Excerpts from point-annotation data:

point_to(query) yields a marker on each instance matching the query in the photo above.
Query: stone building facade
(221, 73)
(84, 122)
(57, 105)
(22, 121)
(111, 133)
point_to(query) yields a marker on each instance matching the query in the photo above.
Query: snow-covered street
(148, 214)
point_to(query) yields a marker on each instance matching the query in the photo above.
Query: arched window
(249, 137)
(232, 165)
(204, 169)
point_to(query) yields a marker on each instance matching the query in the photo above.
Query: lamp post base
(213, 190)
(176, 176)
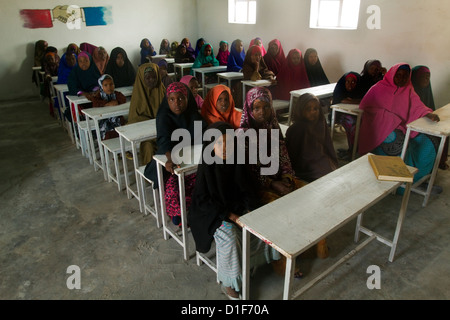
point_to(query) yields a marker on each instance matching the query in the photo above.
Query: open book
(390, 168)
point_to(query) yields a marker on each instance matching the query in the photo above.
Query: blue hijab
(235, 59)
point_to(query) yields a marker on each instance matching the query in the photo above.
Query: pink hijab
(386, 108)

## What is being asked
Reproduce every line of the records above word for word, leaving out the pictures.

## Full output
point_to(query) yields a marker on each instance matching the query in the photo above.
Query: stone building facade
(221, 73)
(84, 122)
(57, 105)
(22, 121)
(111, 133)
point_to(query) yields a marker on each instance matching the query in the photo above.
Query: snow-covered street
(148, 214)
point_to(query) yields a marker on each instance matching the query in the photo above.
Query: arched window
(249, 137)
(232, 165)
(204, 169)
point_to(query) yields a marker on each instance matching the query in the photo above.
Query: lamp post base
(213, 190)
(176, 176)
point_to(query) yields a marker on each instance matching the query in the photo above.
Query: open book
(390, 168)
point_to(query) yields a marker on each instance matching the query in the photo above.
Query: blue hijab
(235, 59)
point_to(query) yields a marker on each instance matching the query in the photo above.
Query: pink hijab
(386, 108)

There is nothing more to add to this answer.